PAGE EXCERPT
CMU for Pre-Med?
Kristen Livesey M.D.
Ashley McMakin, M.D.
Many choose a Carnegie Mellon University education for its world-class programs in engineering, drama and computer science.
But two young alumnae — now M.D.'s — chose the unconventional route of CMU over standard pre-med schools on their paths to becoming doctors — and encourage others to consider this option as well.
Kristen Livesey M.D. (MCS'07, DC'07) and Ashley McMakin, M.D. (MCS'07, DC'07) explain why they feel CMU is the best possible preparation for this noble profession.
"I feel very lucky to have had a CMU education before entering medical school," said Livesey, who graduated from medical school at the University of Pittsburgh and is now an internal medicine resident at UPMC Presbyterian.
"I was so well-prepared for the required science classes. And our mentors at Carnegie Mellon encouraged us to really explore the decision to become a physician," Livesey added. "There were many opportunities available, from formalized shadowing programs to the Doctors of Carnegie Society (DOCs), which brought in residents, medical students and past CMU graduates who are now physicians and surgeons that were able to answer any questions we had about our future careers."
DOCs is one of the many services offered through CMU's Health Professions Program geared towards students interested in pursuing a career in a health profession.
McMakin is in her second year of residency in family medicine at UPMC St. Margaret.
"CMU taught me problem-solving skills and instilled in me a strong work ethic. Since we were really busy with classes, we had to learn to manage our time," McMakin said. "There were also lots of opportunities available to work on our own, which is very important for building self-confidence."
But the key factor that sets CMU apart from standard pre-med schools is the faculty.
Both McMakin and Livesey agree that the university's exceptional faculty and the mentoring they received here made all the difference.

EXTRACTED MATERIAL
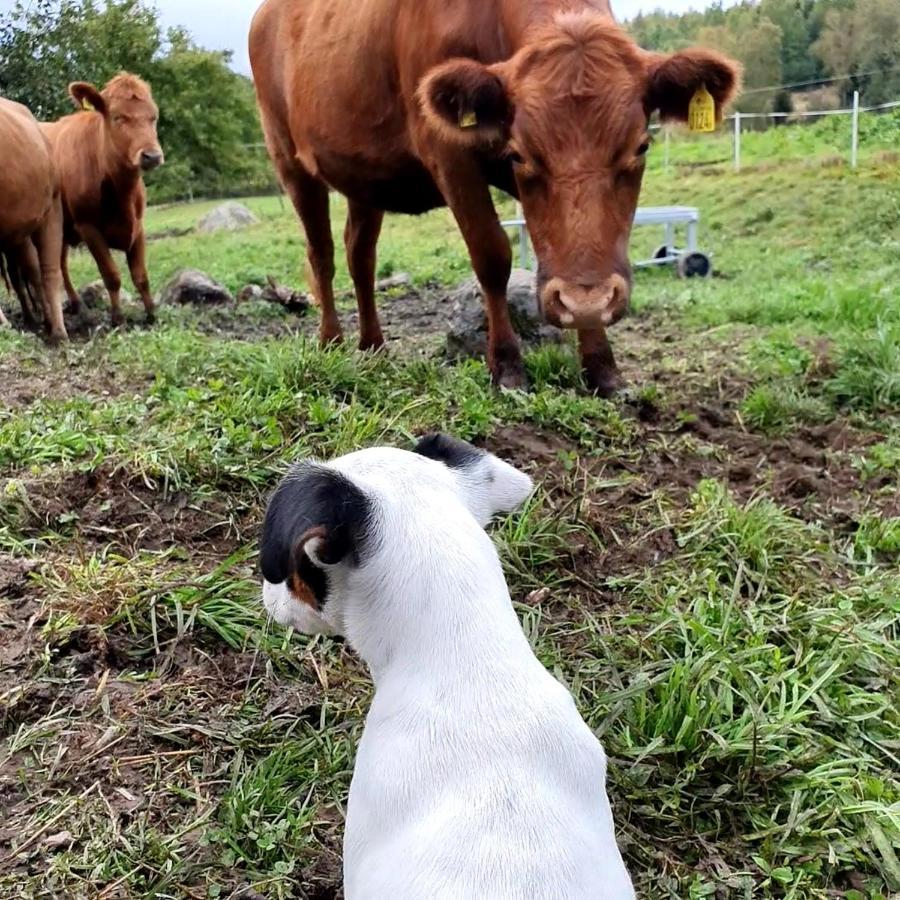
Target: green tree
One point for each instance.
(756, 42)
(207, 112)
(862, 42)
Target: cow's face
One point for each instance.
(570, 112)
(129, 118)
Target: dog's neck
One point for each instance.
(447, 617)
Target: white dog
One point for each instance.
(476, 778)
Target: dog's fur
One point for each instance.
(476, 776)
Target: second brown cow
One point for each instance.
(30, 220)
(101, 153)
(405, 105)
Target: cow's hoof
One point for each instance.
(374, 343)
(604, 381)
(507, 368)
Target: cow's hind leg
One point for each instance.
(112, 281)
(360, 238)
(25, 276)
(310, 198)
(71, 293)
(137, 265)
(49, 243)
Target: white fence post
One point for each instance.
(524, 255)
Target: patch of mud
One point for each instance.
(110, 506)
(26, 381)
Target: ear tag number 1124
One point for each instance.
(702, 111)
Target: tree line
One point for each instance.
(208, 124)
(792, 42)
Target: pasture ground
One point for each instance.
(710, 561)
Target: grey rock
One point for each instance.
(467, 329)
(249, 292)
(230, 216)
(191, 286)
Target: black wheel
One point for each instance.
(694, 265)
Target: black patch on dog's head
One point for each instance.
(313, 501)
(451, 451)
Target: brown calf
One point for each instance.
(405, 105)
(30, 220)
(101, 152)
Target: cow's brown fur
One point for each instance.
(101, 152)
(404, 105)
(30, 220)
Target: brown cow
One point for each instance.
(30, 219)
(405, 105)
(101, 152)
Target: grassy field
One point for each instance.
(719, 545)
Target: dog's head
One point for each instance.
(334, 531)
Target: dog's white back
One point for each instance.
(475, 777)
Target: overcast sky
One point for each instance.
(223, 24)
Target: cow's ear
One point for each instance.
(674, 78)
(316, 519)
(466, 103)
(86, 96)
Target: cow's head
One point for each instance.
(570, 111)
(129, 118)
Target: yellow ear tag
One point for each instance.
(702, 111)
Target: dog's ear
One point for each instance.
(488, 485)
(316, 519)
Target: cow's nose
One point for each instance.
(585, 307)
(150, 159)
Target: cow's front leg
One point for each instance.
(598, 365)
(469, 198)
(96, 243)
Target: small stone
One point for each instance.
(230, 216)
(249, 292)
(192, 286)
(94, 295)
(399, 279)
(467, 331)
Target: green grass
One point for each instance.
(710, 559)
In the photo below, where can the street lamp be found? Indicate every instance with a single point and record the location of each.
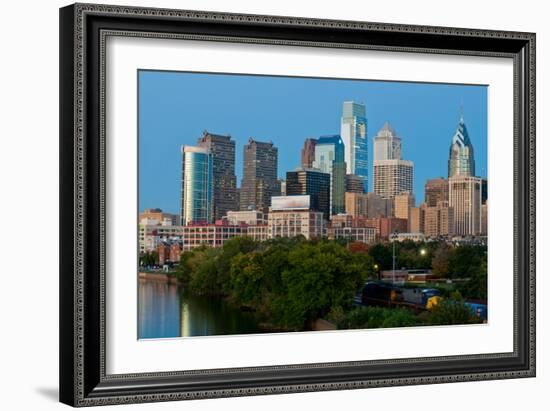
(394, 238)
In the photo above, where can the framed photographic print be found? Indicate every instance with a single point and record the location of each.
(262, 204)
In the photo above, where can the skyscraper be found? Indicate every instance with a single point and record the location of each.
(222, 149)
(436, 190)
(392, 175)
(353, 130)
(315, 183)
(259, 181)
(308, 153)
(387, 144)
(402, 204)
(354, 184)
(461, 152)
(329, 158)
(465, 199)
(196, 185)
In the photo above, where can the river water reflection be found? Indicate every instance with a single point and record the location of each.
(167, 310)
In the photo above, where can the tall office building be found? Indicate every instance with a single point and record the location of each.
(402, 204)
(465, 199)
(315, 183)
(354, 184)
(329, 158)
(393, 177)
(436, 190)
(308, 153)
(222, 149)
(353, 130)
(387, 144)
(196, 185)
(392, 174)
(461, 152)
(439, 220)
(259, 181)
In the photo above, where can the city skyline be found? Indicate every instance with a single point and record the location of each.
(161, 126)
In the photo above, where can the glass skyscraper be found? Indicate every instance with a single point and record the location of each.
(222, 149)
(330, 158)
(196, 185)
(461, 152)
(353, 130)
(259, 182)
(315, 183)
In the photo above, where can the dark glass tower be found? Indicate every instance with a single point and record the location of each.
(329, 158)
(311, 182)
(222, 149)
(461, 152)
(259, 181)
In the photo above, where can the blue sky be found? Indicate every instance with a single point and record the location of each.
(175, 108)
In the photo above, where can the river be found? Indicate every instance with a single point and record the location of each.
(167, 310)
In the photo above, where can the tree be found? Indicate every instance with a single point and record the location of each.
(440, 262)
(382, 255)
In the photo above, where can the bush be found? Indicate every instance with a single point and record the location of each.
(451, 312)
(378, 317)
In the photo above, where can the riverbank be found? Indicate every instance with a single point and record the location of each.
(164, 277)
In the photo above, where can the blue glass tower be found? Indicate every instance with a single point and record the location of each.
(461, 152)
(330, 158)
(196, 186)
(353, 130)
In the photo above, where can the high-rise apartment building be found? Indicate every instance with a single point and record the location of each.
(329, 158)
(387, 144)
(314, 183)
(259, 181)
(436, 190)
(196, 185)
(353, 130)
(222, 149)
(402, 204)
(308, 153)
(393, 177)
(461, 152)
(465, 199)
(439, 220)
(392, 174)
(357, 204)
(354, 184)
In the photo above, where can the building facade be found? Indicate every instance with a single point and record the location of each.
(259, 181)
(314, 183)
(357, 204)
(211, 235)
(353, 130)
(354, 184)
(439, 220)
(196, 185)
(465, 199)
(387, 144)
(161, 217)
(436, 190)
(461, 152)
(293, 223)
(367, 235)
(224, 190)
(329, 158)
(393, 177)
(308, 153)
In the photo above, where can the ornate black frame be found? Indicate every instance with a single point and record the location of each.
(83, 30)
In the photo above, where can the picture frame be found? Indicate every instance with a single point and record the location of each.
(84, 82)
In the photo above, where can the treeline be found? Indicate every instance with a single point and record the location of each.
(289, 282)
(446, 261)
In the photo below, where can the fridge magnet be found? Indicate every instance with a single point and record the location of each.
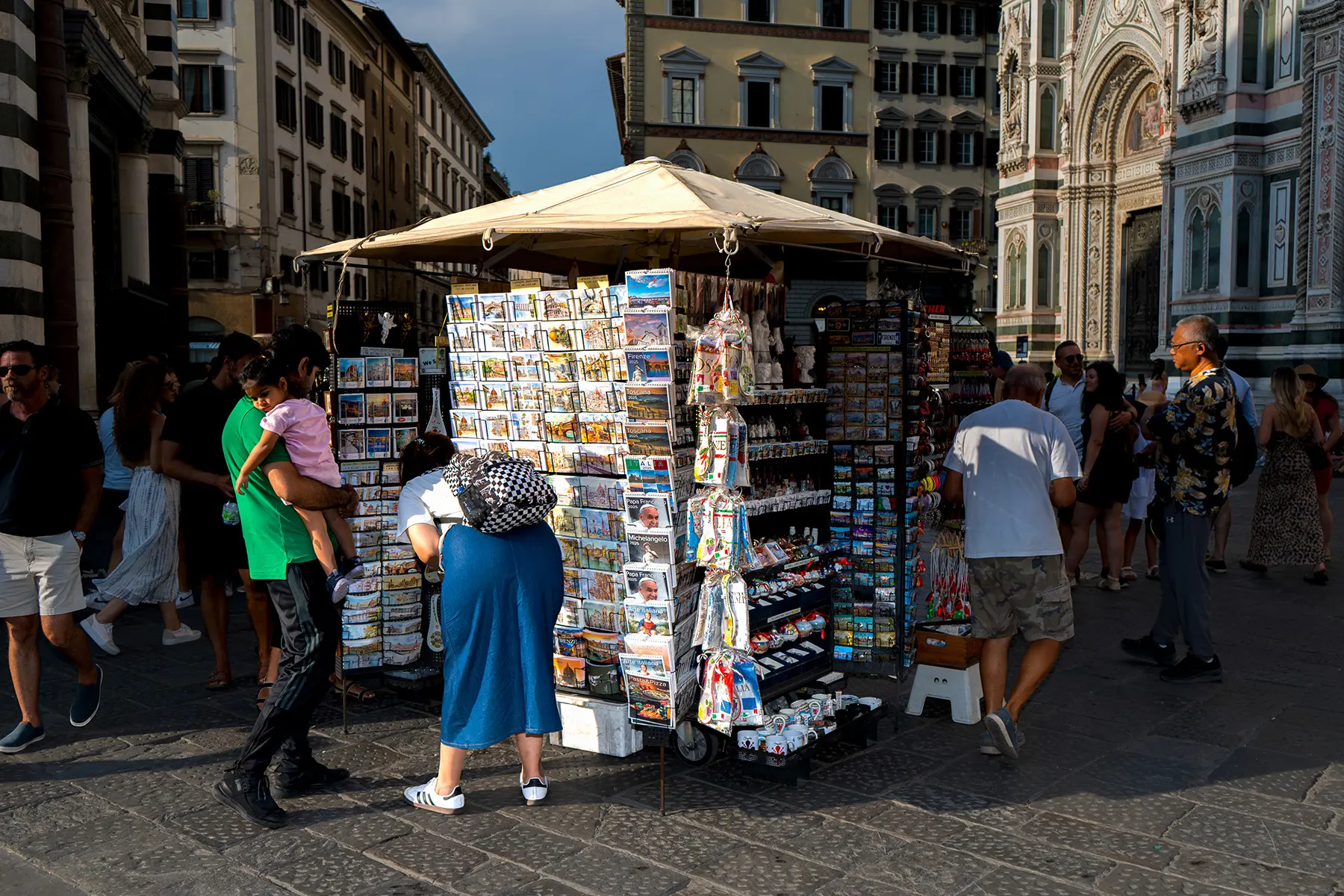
(349, 373)
(378, 373)
(378, 408)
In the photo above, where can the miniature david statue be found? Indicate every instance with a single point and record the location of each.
(806, 356)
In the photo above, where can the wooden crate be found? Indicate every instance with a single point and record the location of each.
(937, 649)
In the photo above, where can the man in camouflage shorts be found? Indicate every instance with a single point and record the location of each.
(1012, 465)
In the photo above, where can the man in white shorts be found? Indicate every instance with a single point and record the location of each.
(50, 484)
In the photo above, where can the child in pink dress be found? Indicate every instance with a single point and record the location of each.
(307, 435)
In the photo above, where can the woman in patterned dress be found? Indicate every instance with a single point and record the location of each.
(1287, 527)
(148, 568)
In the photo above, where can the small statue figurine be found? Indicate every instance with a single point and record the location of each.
(388, 323)
(806, 356)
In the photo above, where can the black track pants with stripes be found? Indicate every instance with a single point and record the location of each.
(309, 629)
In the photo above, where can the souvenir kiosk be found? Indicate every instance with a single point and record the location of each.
(695, 487)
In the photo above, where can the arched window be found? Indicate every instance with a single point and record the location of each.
(1216, 227)
(1048, 28)
(1046, 120)
(1250, 43)
(1243, 246)
(1043, 272)
(1196, 250)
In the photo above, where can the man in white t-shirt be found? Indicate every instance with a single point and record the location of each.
(1012, 465)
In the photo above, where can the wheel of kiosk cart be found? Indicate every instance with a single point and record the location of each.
(697, 744)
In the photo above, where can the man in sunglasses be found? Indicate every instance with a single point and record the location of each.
(50, 484)
(1196, 437)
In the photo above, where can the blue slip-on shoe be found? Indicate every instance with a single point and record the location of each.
(1003, 731)
(22, 738)
(87, 699)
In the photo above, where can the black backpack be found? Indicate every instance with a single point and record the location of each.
(499, 494)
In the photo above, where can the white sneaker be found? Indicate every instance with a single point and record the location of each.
(181, 635)
(534, 788)
(425, 797)
(101, 635)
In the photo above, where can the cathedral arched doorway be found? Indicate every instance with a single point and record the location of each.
(1117, 250)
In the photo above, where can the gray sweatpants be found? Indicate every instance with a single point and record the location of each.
(1184, 609)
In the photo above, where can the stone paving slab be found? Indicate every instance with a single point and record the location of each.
(1127, 786)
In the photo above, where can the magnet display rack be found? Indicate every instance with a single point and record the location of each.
(866, 370)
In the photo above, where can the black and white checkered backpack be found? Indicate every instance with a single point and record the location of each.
(499, 494)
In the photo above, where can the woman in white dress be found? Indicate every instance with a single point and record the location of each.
(148, 568)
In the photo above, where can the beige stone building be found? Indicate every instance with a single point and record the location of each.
(874, 108)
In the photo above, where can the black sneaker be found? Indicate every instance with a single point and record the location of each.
(250, 798)
(311, 778)
(1148, 649)
(87, 699)
(1192, 669)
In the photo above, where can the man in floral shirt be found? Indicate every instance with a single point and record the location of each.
(1196, 435)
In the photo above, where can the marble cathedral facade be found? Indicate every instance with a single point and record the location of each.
(1171, 158)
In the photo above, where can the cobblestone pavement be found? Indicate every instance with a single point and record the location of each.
(1125, 786)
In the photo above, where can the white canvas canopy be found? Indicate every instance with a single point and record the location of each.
(650, 213)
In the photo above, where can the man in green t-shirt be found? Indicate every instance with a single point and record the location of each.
(280, 556)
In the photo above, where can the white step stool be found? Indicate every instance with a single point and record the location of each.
(959, 687)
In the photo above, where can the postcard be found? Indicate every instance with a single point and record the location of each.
(650, 287)
(567, 489)
(495, 396)
(378, 373)
(378, 408)
(405, 373)
(648, 512)
(648, 473)
(562, 428)
(461, 308)
(351, 445)
(651, 546)
(648, 402)
(556, 305)
(648, 366)
(403, 435)
(559, 336)
(464, 425)
(405, 408)
(523, 307)
(492, 307)
(648, 617)
(648, 329)
(601, 492)
(349, 373)
(596, 554)
(529, 396)
(648, 582)
(650, 438)
(569, 551)
(349, 408)
(527, 366)
(464, 394)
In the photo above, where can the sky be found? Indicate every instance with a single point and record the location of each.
(535, 73)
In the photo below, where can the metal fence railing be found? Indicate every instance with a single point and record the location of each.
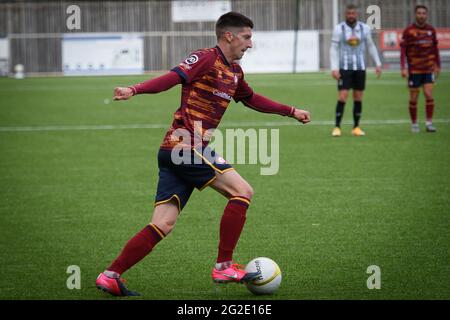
(35, 28)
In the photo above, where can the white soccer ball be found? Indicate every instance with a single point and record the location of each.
(270, 278)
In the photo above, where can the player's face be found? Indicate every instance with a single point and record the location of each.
(240, 42)
(421, 16)
(351, 16)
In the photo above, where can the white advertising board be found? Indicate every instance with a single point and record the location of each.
(102, 54)
(200, 10)
(273, 51)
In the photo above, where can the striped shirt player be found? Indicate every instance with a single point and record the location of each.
(347, 58)
(210, 79)
(419, 49)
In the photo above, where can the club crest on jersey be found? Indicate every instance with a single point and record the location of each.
(192, 59)
(353, 41)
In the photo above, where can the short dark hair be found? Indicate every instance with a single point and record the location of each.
(230, 20)
(420, 6)
(351, 7)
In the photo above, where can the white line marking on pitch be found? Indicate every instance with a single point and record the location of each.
(223, 125)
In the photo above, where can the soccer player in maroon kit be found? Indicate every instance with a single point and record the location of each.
(419, 47)
(210, 78)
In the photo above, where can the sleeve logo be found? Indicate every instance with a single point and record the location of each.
(192, 59)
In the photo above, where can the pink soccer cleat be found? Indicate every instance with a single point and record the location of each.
(114, 286)
(234, 273)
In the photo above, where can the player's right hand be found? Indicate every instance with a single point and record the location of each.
(122, 93)
(336, 74)
(302, 115)
(404, 73)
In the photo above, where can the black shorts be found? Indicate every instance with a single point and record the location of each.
(418, 79)
(177, 181)
(352, 79)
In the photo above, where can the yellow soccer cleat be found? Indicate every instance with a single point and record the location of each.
(336, 132)
(358, 132)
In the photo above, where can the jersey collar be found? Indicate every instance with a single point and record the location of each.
(222, 56)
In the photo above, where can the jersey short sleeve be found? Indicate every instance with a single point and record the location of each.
(195, 65)
(243, 90)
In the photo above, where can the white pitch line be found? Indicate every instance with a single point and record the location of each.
(223, 125)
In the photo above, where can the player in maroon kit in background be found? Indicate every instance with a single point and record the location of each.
(420, 48)
(210, 79)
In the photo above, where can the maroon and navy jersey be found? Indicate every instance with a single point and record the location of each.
(210, 83)
(420, 47)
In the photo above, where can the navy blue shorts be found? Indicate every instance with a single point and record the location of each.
(178, 180)
(416, 80)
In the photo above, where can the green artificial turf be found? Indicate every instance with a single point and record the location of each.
(72, 195)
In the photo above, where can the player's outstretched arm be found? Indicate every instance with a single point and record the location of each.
(263, 104)
(158, 84)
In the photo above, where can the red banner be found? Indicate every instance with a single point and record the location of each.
(390, 39)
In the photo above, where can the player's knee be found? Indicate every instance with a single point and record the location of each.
(166, 225)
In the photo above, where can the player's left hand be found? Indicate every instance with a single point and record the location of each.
(302, 115)
(378, 72)
(437, 72)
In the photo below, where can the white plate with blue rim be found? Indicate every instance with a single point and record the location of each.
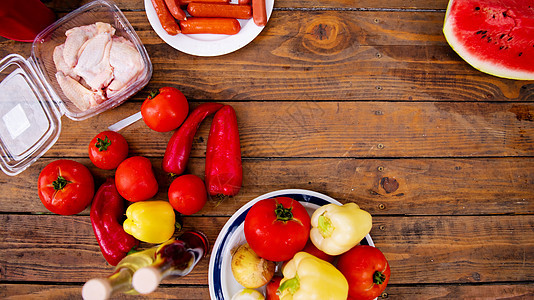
(208, 44)
(222, 284)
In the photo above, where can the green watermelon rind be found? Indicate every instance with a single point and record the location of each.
(495, 69)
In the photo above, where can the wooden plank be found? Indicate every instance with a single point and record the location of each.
(339, 129)
(67, 292)
(433, 249)
(488, 291)
(355, 55)
(65, 5)
(380, 186)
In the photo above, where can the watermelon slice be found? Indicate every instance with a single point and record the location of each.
(493, 36)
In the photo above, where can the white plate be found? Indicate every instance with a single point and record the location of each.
(222, 284)
(208, 44)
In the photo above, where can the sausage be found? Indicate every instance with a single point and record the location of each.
(210, 25)
(185, 2)
(220, 10)
(175, 10)
(165, 18)
(259, 13)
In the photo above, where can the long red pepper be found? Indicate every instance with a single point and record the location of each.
(224, 172)
(181, 142)
(106, 213)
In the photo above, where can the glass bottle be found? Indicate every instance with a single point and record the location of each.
(173, 258)
(121, 279)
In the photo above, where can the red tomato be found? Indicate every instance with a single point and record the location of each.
(367, 271)
(313, 250)
(66, 187)
(165, 109)
(108, 149)
(135, 179)
(187, 194)
(271, 288)
(277, 228)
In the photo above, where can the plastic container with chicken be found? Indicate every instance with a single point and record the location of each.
(85, 63)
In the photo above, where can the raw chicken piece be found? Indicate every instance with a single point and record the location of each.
(77, 36)
(60, 63)
(93, 63)
(126, 62)
(77, 93)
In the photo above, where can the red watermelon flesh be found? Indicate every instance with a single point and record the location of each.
(494, 36)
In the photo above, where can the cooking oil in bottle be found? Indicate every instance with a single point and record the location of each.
(121, 280)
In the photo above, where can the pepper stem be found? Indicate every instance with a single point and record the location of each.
(379, 277)
(325, 226)
(60, 183)
(291, 285)
(282, 213)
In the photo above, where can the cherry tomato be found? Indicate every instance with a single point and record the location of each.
(187, 194)
(367, 271)
(108, 149)
(313, 250)
(271, 288)
(165, 109)
(135, 179)
(277, 228)
(66, 187)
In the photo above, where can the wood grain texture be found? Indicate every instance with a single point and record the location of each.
(452, 291)
(339, 129)
(363, 101)
(68, 5)
(471, 248)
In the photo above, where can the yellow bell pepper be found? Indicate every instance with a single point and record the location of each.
(336, 229)
(150, 221)
(307, 277)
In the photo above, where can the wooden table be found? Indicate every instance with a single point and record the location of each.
(363, 101)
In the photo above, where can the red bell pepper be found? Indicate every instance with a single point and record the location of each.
(181, 142)
(106, 213)
(224, 172)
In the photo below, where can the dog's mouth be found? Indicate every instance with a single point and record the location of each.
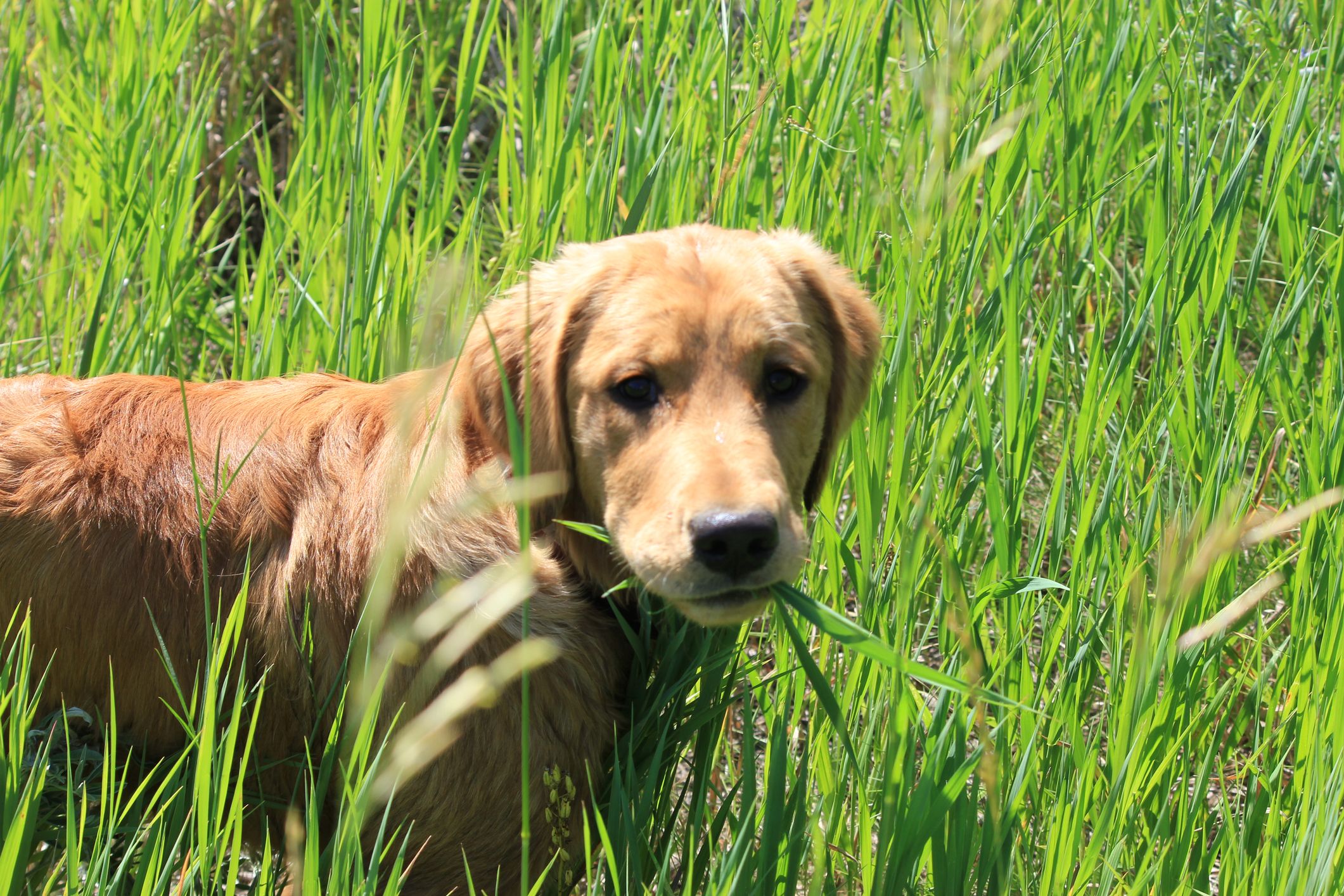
(724, 609)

ASSIGNMENT A
Answer these questions about the CMU pre-med article:
(i) From which university did Livesey graduate from medical school?
(ii) What does the abbreviation DOCs stand for?
(iii) In what field and at which hospital is McMakin doing her residency?
ASSIGNMENT B
Return the stretch of the CMU pre-med article from "CMU for Pre-Med?" through "option as well.", word for word.

RESPONSE AREA A
(i) The University of Pittsburgh
(ii) Doctors of Carnegie Society
(iii) Family medicine, at UPMC St. Margaret

RESPONSE AREA B
CMU for Pre-Med?
Kristen Livesey M.D.
Ashley McMakin, M.D.
Many choose a Carnegie Mellon University education for its world-class programs in engineering, drama and computer science.
But two young alumnae — now M.D.'s — chose the unconventional route of CMU over standard pre-med schools on their paths to becoming doctors — and encourage others to consider this option as well.